▶ _Tu tarea_
En la reseña sobre Mapocho que sigue, ¿con qué libro se compara el relato de Nona Fernández? Indica también su autora, por favor.

▶ _Texto de origen_
"""

En el relato de la madre, Santiago se transforma en un territorio mítico: “El Mercado Central, La Vega, el Mapocho, todo tenía su equivalente perdido en algún rincón del mundo. Santiago se había reciclado en la cabeza de su madre y se había desparramado para reencontrarse con ella en cada lugar al que llegaba”. Porque siempre se vuelve a los lugares donde se amó la vida, como canta Chavela Vargas.
Mapocho es un libro original y necesario. Es un libro incómodo y doloroso, porque es contingente, y eso lo hace bello. Es original, urgente y profundamente urbano. Y es justamente esa vocación por lo urbano lo que más me gustó: más que la trama —surrealista, intensa, apasionada— lo que brilla es su cartografía de ciudad. El Santiago de Mapocho no es uno solo, es múltiple, híbrido, contradictorio. El relato de Nona Fernández es exquisito, potente y mordaz, utilizando un exceso de modismos y frases típicamente chilenas me hizo recordar un poco a Temporada de huracanes de la mexicana talentosísima Fernanda Melchor (http://monteilarei.blogspot.com/2018/12/este-libro-me-llego-el-dia-de-mi.html). Vale la pena tirarse al Mapocho y preguntarnos qué es lo que nos constituye.

"""

Extractos de datos de señalamiento:

"""

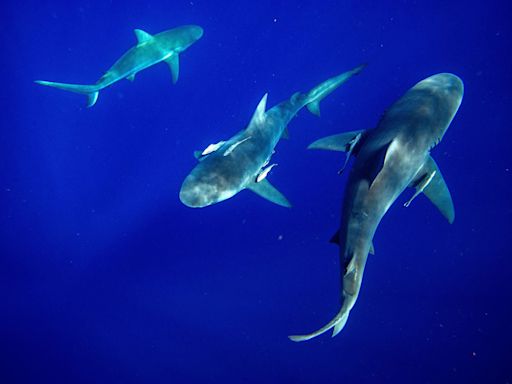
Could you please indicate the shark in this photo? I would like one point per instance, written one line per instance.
(391, 157)
(244, 161)
(165, 47)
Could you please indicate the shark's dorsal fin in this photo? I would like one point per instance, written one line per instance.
(174, 64)
(142, 36)
(259, 114)
(435, 189)
(269, 192)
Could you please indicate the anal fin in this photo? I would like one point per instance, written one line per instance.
(335, 239)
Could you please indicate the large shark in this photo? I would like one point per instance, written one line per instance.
(393, 156)
(243, 161)
(150, 50)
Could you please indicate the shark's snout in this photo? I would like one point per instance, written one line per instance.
(197, 32)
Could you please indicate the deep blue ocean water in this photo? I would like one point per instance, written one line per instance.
(105, 277)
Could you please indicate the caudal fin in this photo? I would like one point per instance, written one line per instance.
(337, 323)
(317, 94)
(91, 91)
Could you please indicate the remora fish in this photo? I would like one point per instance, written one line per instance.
(150, 50)
(393, 156)
(227, 167)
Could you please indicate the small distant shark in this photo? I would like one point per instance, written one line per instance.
(393, 156)
(242, 162)
(150, 50)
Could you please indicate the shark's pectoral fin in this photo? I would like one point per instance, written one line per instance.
(430, 181)
(92, 98)
(264, 173)
(314, 108)
(269, 192)
(142, 36)
(174, 64)
(345, 142)
(335, 239)
(209, 149)
(317, 94)
(258, 116)
(285, 134)
(341, 142)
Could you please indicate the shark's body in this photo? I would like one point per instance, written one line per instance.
(150, 50)
(226, 168)
(393, 156)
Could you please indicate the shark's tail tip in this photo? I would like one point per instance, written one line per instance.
(359, 68)
(298, 338)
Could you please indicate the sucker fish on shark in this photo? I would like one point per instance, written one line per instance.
(393, 156)
(150, 50)
(226, 168)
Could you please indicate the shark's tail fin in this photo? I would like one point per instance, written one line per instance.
(91, 91)
(351, 286)
(317, 94)
(337, 323)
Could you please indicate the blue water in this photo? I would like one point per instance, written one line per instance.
(105, 277)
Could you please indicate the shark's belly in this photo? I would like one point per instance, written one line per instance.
(136, 59)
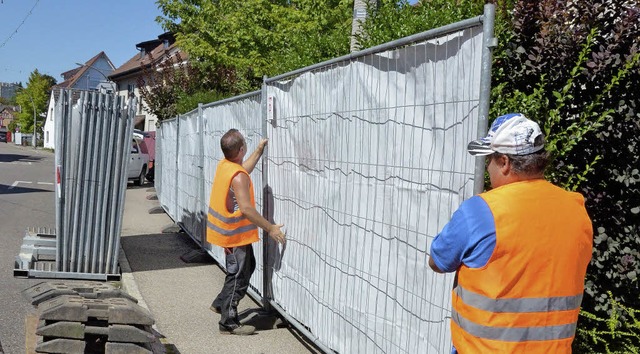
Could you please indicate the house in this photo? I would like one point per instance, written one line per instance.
(129, 74)
(92, 75)
(7, 115)
(8, 90)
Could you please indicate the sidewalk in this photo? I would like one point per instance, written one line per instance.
(178, 294)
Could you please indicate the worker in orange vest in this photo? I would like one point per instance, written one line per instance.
(232, 223)
(520, 251)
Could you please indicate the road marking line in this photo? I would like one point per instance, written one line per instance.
(16, 183)
(17, 163)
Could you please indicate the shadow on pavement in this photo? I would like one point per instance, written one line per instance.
(160, 251)
(18, 158)
(6, 189)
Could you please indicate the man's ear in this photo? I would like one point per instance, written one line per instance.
(504, 164)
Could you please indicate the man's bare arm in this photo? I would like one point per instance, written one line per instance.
(240, 184)
(250, 163)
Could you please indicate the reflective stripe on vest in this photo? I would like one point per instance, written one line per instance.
(225, 219)
(541, 304)
(514, 334)
(233, 232)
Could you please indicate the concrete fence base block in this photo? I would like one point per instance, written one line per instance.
(196, 256)
(171, 229)
(156, 210)
(262, 320)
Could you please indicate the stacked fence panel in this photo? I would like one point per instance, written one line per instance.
(93, 143)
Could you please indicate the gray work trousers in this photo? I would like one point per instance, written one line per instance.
(240, 264)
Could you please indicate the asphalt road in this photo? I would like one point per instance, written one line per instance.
(26, 201)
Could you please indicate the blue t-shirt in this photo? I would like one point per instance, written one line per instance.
(469, 238)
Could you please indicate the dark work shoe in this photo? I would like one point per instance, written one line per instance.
(242, 330)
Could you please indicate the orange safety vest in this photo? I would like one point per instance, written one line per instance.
(526, 299)
(228, 228)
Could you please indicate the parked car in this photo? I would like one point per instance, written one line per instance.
(139, 160)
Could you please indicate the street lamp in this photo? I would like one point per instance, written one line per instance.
(100, 72)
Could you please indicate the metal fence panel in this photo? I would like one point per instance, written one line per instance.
(189, 201)
(167, 159)
(367, 163)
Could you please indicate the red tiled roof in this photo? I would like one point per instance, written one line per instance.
(73, 75)
(157, 52)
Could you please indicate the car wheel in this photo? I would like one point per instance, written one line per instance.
(140, 180)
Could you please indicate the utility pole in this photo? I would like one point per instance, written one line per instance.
(359, 14)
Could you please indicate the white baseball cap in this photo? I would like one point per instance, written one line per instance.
(512, 134)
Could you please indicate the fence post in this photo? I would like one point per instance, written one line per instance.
(177, 176)
(203, 198)
(266, 278)
(485, 88)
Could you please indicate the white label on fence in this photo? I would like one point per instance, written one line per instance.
(270, 108)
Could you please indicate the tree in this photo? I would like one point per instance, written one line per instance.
(389, 20)
(258, 37)
(170, 86)
(35, 96)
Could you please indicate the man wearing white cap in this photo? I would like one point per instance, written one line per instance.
(520, 251)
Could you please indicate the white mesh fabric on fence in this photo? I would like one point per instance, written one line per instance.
(367, 162)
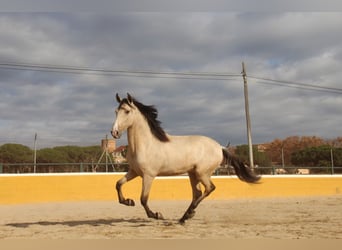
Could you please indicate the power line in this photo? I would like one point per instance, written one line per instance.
(162, 74)
(120, 72)
(297, 85)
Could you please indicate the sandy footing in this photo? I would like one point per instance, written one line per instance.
(277, 218)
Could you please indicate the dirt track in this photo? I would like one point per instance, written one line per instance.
(283, 218)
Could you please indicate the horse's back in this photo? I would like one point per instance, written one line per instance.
(195, 150)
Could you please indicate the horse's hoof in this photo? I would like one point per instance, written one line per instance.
(182, 221)
(191, 214)
(159, 216)
(129, 202)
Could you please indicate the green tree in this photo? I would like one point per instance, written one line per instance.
(15, 153)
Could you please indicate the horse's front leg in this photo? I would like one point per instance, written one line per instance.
(146, 187)
(129, 176)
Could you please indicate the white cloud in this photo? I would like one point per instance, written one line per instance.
(78, 108)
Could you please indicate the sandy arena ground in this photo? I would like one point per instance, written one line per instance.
(280, 218)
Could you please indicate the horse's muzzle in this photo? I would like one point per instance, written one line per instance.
(116, 134)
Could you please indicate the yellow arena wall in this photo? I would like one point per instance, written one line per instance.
(18, 189)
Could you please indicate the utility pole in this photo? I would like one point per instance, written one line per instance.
(332, 160)
(35, 153)
(248, 120)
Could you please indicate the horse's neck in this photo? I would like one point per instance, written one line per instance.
(139, 136)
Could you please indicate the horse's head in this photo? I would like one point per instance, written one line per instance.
(124, 115)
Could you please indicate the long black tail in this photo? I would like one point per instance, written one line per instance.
(241, 170)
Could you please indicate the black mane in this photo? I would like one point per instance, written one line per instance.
(150, 113)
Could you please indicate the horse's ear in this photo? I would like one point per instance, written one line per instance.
(129, 98)
(118, 98)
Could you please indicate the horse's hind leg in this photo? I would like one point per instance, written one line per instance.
(196, 193)
(129, 176)
(197, 196)
(147, 183)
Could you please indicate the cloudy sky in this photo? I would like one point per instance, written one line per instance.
(72, 101)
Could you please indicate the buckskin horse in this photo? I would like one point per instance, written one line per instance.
(152, 152)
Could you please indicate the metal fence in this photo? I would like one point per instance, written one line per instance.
(18, 168)
(21, 168)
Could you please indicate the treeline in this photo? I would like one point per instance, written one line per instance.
(17, 153)
(296, 151)
(71, 159)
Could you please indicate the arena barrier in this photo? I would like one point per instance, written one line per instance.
(33, 188)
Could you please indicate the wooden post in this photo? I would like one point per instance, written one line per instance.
(248, 120)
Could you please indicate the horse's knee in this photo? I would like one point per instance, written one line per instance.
(118, 185)
(143, 201)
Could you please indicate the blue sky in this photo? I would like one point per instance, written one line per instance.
(78, 109)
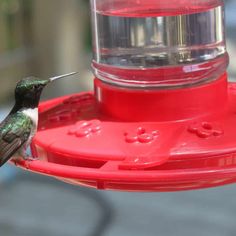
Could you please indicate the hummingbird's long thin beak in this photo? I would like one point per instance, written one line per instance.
(61, 76)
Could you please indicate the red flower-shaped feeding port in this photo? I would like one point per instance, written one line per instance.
(85, 128)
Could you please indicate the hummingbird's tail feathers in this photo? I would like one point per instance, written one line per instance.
(62, 76)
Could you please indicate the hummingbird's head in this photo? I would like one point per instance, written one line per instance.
(28, 91)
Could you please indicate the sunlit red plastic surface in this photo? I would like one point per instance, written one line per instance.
(81, 142)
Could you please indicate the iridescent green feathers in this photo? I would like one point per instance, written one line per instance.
(14, 133)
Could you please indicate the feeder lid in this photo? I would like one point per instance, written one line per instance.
(78, 144)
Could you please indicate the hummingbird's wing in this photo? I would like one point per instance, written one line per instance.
(14, 132)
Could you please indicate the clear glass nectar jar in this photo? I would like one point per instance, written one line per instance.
(158, 43)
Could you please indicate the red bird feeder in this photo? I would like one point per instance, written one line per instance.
(162, 117)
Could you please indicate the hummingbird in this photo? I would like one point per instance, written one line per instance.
(20, 126)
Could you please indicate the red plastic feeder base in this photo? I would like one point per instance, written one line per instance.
(166, 140)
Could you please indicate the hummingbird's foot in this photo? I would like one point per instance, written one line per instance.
(30, 158)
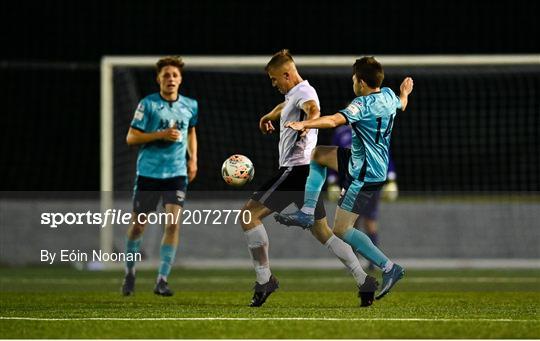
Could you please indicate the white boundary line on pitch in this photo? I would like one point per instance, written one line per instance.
(225, 279)
(258, 319)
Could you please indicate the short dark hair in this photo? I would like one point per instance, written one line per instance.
(170, 61)
(369, 70)
(278, 59)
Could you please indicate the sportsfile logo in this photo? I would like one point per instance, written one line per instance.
(118, 217)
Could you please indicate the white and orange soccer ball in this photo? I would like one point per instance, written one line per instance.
(237, 170)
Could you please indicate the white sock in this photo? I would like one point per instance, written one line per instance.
(257, 241)
(346, 255)
(308, 210)
(388, 266)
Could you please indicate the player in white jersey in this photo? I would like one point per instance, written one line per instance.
(287, 186)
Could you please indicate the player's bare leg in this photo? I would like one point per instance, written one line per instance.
(133, 246)
(322, 157)
(167, 251)
(360, 242)
(322, 232)
(257, 241)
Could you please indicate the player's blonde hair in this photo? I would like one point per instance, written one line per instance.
(369, 70)
(170, 61)
(278, 59)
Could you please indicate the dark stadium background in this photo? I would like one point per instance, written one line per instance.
(51, 51)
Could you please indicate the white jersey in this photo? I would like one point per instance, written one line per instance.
(293, 149)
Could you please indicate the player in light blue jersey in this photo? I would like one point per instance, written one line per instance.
(164, 129)
(363, 167)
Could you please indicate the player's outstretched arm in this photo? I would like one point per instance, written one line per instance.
(312, 111)
(192, 152)
(324, 122)
(405, 89)
(265, 123)
(136, 137)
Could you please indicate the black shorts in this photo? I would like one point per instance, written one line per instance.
(148, 191)
(286, 187)
(357, 196)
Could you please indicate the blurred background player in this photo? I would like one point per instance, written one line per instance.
(287, 186)
(367, 218)
(363, 168)
(164, 128)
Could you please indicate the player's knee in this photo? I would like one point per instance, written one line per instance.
(322, 234)
(171, 229)
(317, 154)
(250, 211)
(137, 229)
(339, 231)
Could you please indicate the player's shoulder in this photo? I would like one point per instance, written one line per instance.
(304, 86)
(151, 99)
(304, 90)
(188, 101)
(149, 102)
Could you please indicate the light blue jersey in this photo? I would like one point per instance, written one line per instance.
(164, 159)
(371, 118)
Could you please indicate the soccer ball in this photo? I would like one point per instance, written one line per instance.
(237, 170)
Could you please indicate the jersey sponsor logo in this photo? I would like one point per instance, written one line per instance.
(139, 112)
(180, 195)
(139, 115)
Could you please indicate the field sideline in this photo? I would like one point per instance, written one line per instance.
(66, 303)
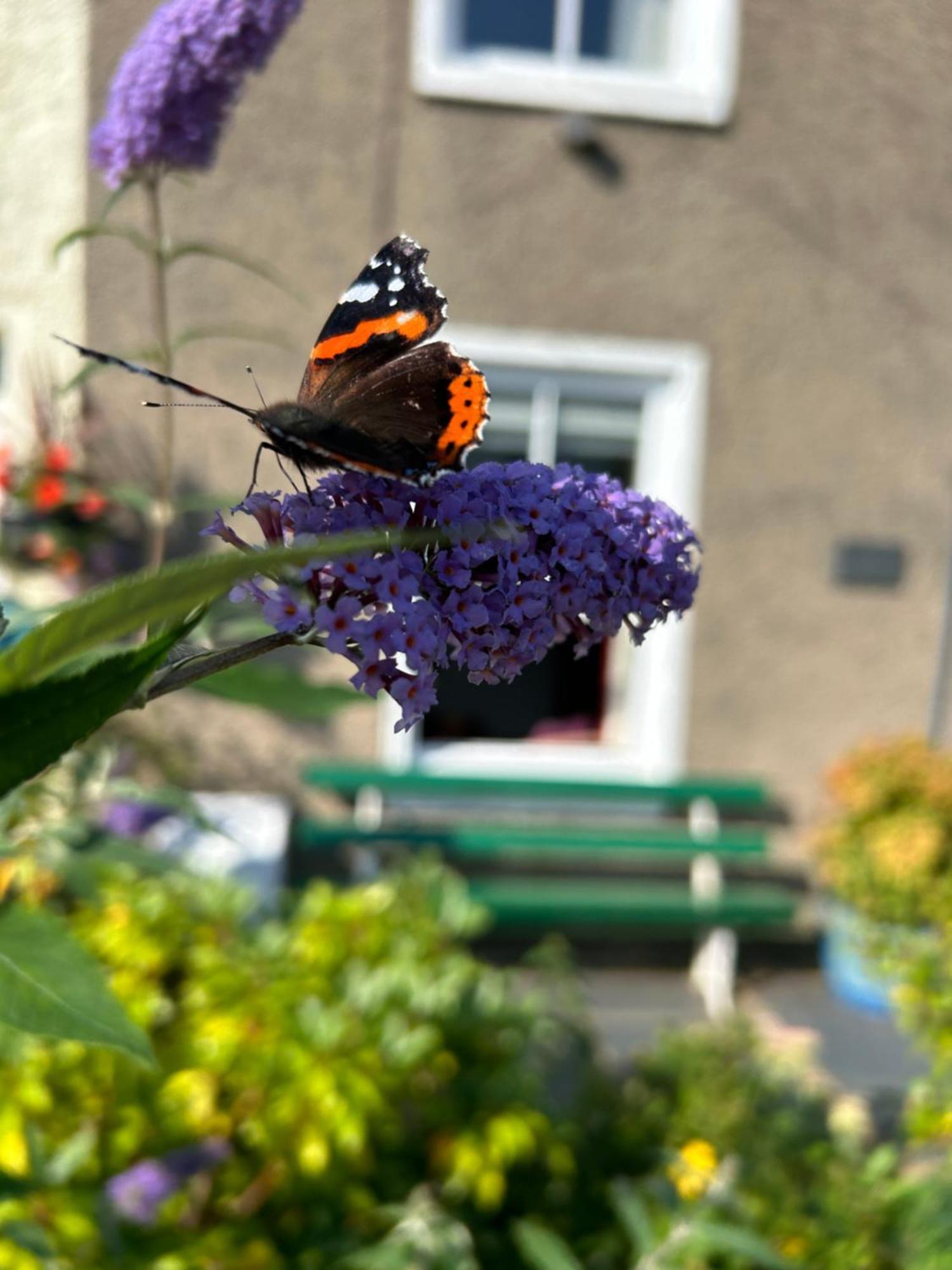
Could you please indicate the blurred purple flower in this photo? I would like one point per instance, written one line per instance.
(131, 820)
(535, 557)
(175, 87)
(139, 1193)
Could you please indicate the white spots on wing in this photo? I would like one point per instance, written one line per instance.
(360, 294)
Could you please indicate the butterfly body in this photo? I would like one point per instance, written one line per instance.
(374, 397)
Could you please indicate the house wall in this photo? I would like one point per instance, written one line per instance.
(44, 105)
(807, 247)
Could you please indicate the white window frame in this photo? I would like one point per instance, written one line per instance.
(654, 713)
(699, 86)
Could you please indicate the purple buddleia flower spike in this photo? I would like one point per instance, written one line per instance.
(139, 1193)
(532, 557)
(177, 83)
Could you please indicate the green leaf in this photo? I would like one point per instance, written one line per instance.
(98, 231)
(235, 331)
(634, 1216)
(70, 1158)
(282, 690)
(261, 269)
(715, 1238)
(51, 986)
(543, 1249)
(152, 596)
(41, 722)
(29, 1236)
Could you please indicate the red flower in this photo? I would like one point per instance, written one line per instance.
(40, 547)
(91, 505)
(69, 563)
(59, 458)
(49, 493)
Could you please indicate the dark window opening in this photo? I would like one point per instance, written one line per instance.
(558, 699)
(529, 25)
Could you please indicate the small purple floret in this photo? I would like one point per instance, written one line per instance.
(177, 83)
(535, 557)
(139, 1193)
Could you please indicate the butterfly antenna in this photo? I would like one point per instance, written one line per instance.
(111, 360)
(256, 384)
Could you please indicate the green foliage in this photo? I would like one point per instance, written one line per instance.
(393, 1103)
(144, 599)
(888, 849)
(40, 723)
(797, 1179)
(51, 986)
(282, 690)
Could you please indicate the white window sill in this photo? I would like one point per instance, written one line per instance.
(511, 82)
(697, 88)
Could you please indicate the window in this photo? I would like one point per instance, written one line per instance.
(635, 411)
(672, 60)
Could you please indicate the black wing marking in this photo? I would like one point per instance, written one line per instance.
(389, 308)
(413, 417)
(111, 360)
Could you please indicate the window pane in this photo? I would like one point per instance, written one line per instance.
(633, 32)
(507, 435)
(516, 25)
(598, 435)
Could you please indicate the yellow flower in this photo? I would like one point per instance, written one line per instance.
(906, 845)
(694, 1169)
(15, 1153)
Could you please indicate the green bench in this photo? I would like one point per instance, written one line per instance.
(605, 859)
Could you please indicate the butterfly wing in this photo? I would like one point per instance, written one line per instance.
(416, 417)
(389, 309)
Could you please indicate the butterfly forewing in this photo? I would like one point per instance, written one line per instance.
(389, 309)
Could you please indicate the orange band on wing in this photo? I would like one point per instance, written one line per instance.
(468, 412)
(409, 326)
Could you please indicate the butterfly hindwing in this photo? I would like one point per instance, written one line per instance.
(416, 416)
(389, 309)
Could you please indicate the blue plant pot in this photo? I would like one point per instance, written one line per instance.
(851, 976)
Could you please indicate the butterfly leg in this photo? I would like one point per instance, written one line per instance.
(255, 471)
(304, 478)
(288, 474)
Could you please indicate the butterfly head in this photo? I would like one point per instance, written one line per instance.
(284, 417)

"""

▶ _Respuesta esperada_
Con Temporada de huracanes, de la mexicana Fernanda Melchor.